Problem to solve
Gather every line in the records below that contains the word "marble", and copy each one unchanged.

::::

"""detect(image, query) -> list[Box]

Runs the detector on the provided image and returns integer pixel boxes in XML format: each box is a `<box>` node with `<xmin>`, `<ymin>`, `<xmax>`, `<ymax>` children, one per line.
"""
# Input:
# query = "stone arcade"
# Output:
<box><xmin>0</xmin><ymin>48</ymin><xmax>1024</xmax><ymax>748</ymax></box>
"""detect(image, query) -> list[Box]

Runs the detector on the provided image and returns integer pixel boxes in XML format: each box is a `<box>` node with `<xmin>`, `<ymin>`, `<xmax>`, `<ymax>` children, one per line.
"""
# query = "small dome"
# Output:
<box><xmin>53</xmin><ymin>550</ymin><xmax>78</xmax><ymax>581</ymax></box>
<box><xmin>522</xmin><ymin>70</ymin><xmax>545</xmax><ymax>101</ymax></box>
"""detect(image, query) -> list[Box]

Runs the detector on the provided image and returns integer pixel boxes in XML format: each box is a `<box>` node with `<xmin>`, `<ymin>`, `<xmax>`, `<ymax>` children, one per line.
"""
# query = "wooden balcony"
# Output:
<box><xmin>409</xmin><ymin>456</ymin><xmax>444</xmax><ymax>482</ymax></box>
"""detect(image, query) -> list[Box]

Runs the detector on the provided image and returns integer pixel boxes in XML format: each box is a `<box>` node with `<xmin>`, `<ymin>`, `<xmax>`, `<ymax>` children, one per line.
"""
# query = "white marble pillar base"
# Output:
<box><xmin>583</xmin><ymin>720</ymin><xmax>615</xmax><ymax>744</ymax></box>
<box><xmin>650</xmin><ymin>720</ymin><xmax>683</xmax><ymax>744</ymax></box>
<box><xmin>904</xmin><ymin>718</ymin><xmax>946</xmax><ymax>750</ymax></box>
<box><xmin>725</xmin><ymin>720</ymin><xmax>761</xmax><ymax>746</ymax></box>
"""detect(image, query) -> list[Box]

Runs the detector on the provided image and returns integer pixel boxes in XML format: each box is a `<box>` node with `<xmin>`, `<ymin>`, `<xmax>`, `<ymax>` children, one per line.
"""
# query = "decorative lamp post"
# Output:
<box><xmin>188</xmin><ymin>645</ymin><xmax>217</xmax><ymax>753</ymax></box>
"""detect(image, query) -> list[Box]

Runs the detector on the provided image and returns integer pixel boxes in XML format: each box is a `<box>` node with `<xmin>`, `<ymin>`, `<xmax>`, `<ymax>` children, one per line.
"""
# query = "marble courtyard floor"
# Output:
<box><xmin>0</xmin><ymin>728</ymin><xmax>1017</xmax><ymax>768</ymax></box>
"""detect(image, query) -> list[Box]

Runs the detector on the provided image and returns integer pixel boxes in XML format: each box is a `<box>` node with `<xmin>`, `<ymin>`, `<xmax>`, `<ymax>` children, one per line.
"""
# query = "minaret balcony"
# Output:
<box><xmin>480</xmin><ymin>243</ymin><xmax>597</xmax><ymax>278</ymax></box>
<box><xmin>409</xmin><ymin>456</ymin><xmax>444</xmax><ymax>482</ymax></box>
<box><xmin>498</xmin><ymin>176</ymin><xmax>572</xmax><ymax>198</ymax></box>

::::

Full output
# query = "white marble pillar base"
# query = "marble courtyard floor"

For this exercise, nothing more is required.